— WHAT THIS EXERCISE ASKS —
- A) Answer these from the Nigel Shaw article:
(i) How old is Shaw?
(ii) In what year was the central part of his longhouse built?
(iii) What does Shaw call being signed by a record company?
- B) Please reproduce the stretch of the Nigel Shaw article from "So how does" through "four feet thick.", word for word.
- C) Carry the Nigel Shaw article forward from its final sentence.

Nigel Shaw isn't signed to a record company, yet sales from the multiple albums he's produced in his home studio enable him to make a good living from his talents. Paul Tingen talks to him about the business of independent music.
In a stunningly beautiful, 13th century Grade 2 listed building right in the middle of Dartmoor lives a musician who has resisted the traditional record company route to making money from music, and shown a new way forward for like‑minded others. Impressively, he appears to have it all: still only 34 years old, he makes a comfortable living from selling and performing his own music, lives in idyllic surroundings with his wife‑cum‑musical partner, plus two children, and enjoys the benefits of a modest home recording studio. No record or publishing company is involved — no distributors, no middle men, no managers. Everything is done by the couple in‑house: his many solo albums and collaborations, and her albums and prints, are sold either by mail order, or via 'new age' shops, and in some cases via regular record shops. The dubious machinations of the music industry are nowhere in sight. As a result Nigel Shaw and partner Carolyn Hillyer retain complete control over their music, their careers, and their lives.
So how does he do it? And what, exactly, does he do? On a grey and misty day earlier this year, I made the long trek from London to Dartmoor to find out. I marvelled at the remote and pastoral location of Shaw's home, a beautiful Devonshire longhouse, the central part of which was built in 1235, and features walls almost four feet thick.
In the spacious former hayloft, above what once were the stables, we settle in Shaw's recording studio with some tea. A Crystal 16:4:2 desk, two Alesis ADATs, a Roland W30 and SH101, Korg DW8000 and 01R/W contrast quaintly with the age‑old woodwork, as well as a collection of wooden flutes, and a little altar featuring rattles, shells, bird bones and all sorts of other natural artefacts. Shaw himself is an easy‑going, affable person, who speaks with quiet confidence and appears to have a relaxed live‑and‑let‑live attitude.
Occasionally, however, another side of his character shows — a determination which surely must have helped him get to where he is now. He's particularly outspoken about the dream of so many musicians — to be signed by a record company. "The biggest trap in the world," he fumes. "It's fatal, especially when you're young and just starting out. Looking for a company or person to rescue you eats up lots of time and energy that could be spent producing brilliant pieces of work. And I've met very few signed people who've had a really good time with record companies. For almost everyone it's a compromise, and it's the element of compromise that I find distasteful. How can you compromise with your own creativity? Musicians should empower themselves and do their own thing, and stop other people feeding off what they do. If I can get my stuff out and support myself financially from my music, everyone can do it. It's like the early punk attitude: anyone can do anything, regardless of what talent they have. It's not about having a specific skill or technique, it's just about belief: do you believe in yourself enough so that you know you can do it?"

— DATA PROVIDED —
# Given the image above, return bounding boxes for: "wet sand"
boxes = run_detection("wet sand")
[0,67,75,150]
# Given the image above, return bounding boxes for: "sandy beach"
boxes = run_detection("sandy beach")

— ANSWERS TO THE EXERCISES —
- A)
(i) 34 years old
(ii) 1235
(iii) "The biggest trap in the world"

- B)
So how does he do it? And what, exactly, does he do? On a grey and misty day earlier this year, I made the long trek from London to Dartmoor to find out. I marvelled at the remote and pastoral location of Shaw's home, a beautiful Devonshire longhouse, the central part of which was built in 1235, and features walls almost four feet thick.

- C)
I've met very few signed people who've had a really good time with record companies. For almost everyone, it's a compromise.
For some, this may already be a challenging question too close for comfort. Yet Shaw isn't finished with his sermon: "There's a key issue at stake here. It's not even a matter of whether musicians are capable of doing it or whether they believe in themselves enough, it's often a matter of whether they're willing to do it. Many musicians think it's beneath them to sell their own stuff, that it somehow degrades what they're doing. To me, that's totally weird. How can it possibly be degrading to take your own stuff out to people? In fact, you're actually the best person to stand behind your work. To me, the act of selling your music is no different than producing the music in the first place. You're in a different place when you're doing it, but the energy is the same: you're putting out something of yourself. And it teaches you about personal responsibility. I think that taking more personal responsibility is the way the whole planet is going, and wouldn't it be amazing if everybody was responsible for their own creativity?"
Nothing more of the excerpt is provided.